- _Trecho_
·····
Com efeito, à primeira vista, imaginar como o livre mercado faria funcionar um setor até então estatizado é difícil. Décadas de doutrinação estatista nas escolas (públicas e privadas) geraram essa incapacidade de raciocínio. Murray Rothbard certa vez comentou que se o governo fosse o único fabricante de sapatos, a maioria das pessoas seria incapaz de imaginar como o mercado poderia ser capaz de produzi-los. Disse ele:

Se o governo, e somente o governo, tivesse o monopólio da fabricação de sapatos e fosse o dono de todas as revendedoras, como será que a maioria das pessoas iria reagir a quem advogasse que o governo saísse do setor de calçados e o abrisse para empresas privadas? Sem dúvida nenhuma as pessoas iriam bradar: “Como assim? Você não quer que as pessoas, e principalmente os pobres, usem sapatos! E quem iria fornecer sapatos ao povo se o governo saísse do setor? Quais pessoas? Quantas lojas de sapato haveria em cada cidade? Em cada município? Como isso seria definido? Como as empresas de sapato seriam financiadas? Quantas marcas existiriam? Qual material elas iriam usar? Quanto tempo os sapatos durariam? Qual seria o arranjo de preços? Não seria necessário haver regulamentação da indústria de calçados para garantir que o produto seja confiável? E quem iria fornecer sapatos aos pobres? E se a pessoa não tiver o dinheiro necessário para comprar um par?”
·····
- _Dados fornecidos_

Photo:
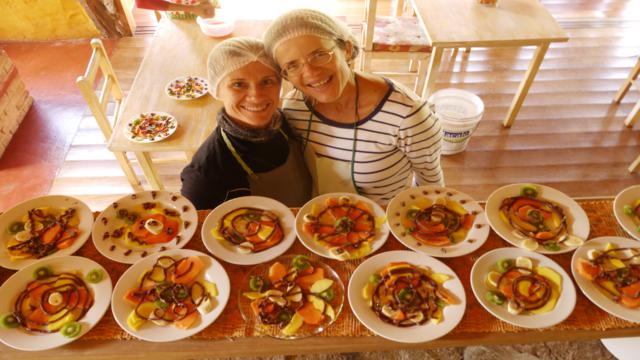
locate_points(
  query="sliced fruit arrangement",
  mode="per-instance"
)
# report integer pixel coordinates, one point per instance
(188, 87)
(51, 303)
(524, 288)
(615, 271)
(633, 211)
(293, 296)
(343, 226)
(172, 292)
(538, 221)
(403, 294)
(445, 222)
(42, 231)
(144, 225)
(249, 230)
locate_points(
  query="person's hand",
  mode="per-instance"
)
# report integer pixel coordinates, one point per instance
(205, 10)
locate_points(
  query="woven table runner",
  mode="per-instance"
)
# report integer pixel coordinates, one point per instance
(230, 324)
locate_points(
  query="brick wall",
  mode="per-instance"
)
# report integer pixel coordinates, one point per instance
(14, 100)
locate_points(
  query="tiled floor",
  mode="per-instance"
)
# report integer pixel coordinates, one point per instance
(37, 150)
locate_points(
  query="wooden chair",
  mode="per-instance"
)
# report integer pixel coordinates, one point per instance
(633, 78)
(109, 91)
(635, 112)
(379, 41)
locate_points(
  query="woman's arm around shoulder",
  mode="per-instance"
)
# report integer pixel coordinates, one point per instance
(420, 138)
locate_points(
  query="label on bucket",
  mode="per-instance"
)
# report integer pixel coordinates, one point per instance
(456, 136)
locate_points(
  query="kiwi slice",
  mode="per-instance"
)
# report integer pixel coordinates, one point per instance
(15, 227)
(71, 329)
(42, 272)
(9, 321)
(94, 276)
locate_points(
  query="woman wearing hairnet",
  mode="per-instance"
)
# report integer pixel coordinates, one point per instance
(252, 150)
(361, 133)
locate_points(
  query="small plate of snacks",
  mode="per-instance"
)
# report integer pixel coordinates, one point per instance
(46, 226)
(170, 295)
(342, 226)
(406, 296)
(53, 302)
(151, 127)
(537, 218)
(607, 270)
(293, 297)
(143, 223)
(187, 88)
(626, 208)
(437, 221)
(248, 230)
(523, 288)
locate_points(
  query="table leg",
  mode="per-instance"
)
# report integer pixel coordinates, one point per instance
(144, 159)
(432, 71)
(634, 164)
(523, 89)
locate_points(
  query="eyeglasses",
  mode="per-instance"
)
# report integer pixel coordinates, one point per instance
(318, 58)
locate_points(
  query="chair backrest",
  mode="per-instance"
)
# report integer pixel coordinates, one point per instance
(370, 7)
(98, 98)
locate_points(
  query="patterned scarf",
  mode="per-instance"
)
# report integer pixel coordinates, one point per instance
(250, 134)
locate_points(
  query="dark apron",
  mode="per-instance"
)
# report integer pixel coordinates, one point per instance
(289, 183)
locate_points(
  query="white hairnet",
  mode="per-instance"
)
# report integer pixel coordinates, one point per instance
(231, 55)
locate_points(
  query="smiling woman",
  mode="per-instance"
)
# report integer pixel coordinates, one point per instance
(362, 133)
(252, 151)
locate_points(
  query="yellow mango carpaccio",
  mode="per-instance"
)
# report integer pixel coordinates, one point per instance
(44, 20)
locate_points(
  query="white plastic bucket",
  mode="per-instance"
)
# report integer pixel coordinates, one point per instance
·····
- _Tarefa 1_
Reescreva de forma mais concisa o parágrafo do trecho que começa com "Com efeito, à primeira vista", preservando as informações principais.
- _Tarefa 2_
Indique se cada afirmação está de acordo com o trecho, respondendo sim ou não e citando as palavras do trecho que o comprovam.
(a) A doutrinação estatista mencionada ocorreu somente nas escolas públicas.
(b) Na hipótese de Rothbard, o governo seria também o dono de todas as revendedoras.
(c) Entre as reações imaginadas, as pessoas perguntariam quem forneceria sapatos aos pobres.
- _Tarefa 3_
Dê continuidade ao trecho sobre o hipotético monopólio estatal da fabricação de sapatos a partir do ponto em que ele termina.
Os dados constituem material à parte, sem relação com o trecho.

- _Resposta do exercício 1_
À primeira vista, é difícil imaginar o livre mercado operando em um setor até então estatizado, incapacidade gerada por décadas de doutrinação estatista nas escolas públicas e privadas. Murray Rothbard observou que, se o governo fosse o único fabricante de sapatos, a maioria das pessoas não conseguiria imaginar o mercado produzindo-os.

- _Resposta do exercício 2_
(a) Não: “nas escolas (públicas e privadas)”.
(b) Sim: “e fosse o dono de todas as revendedoras”.
(c) Sim: “E quem iria fornecer sapatos aos pobres?”

- _Resposta do exercício 3_
Troque a expressão “fabricação de sapatos” por qualquer outra e o raciocínio continua idêntico. Sem uma educação socializada, como os pobres conseguiriam pagar por seus estudos? Se os Correios não fossem estatais, como as pessoas que moram naqueles rincões mais afastados receberiam suas cartas? Sem a Previdência Social estatal e compulsória, os idosos morreriam na miséria! Se o sistema elétrico não estivesse sob o controle do estado, milhares de famílias estariam hoje às escuras! Se a extração de Petróleo não fosse de competência do estado, não haveria gasolina e diesel nas bombas!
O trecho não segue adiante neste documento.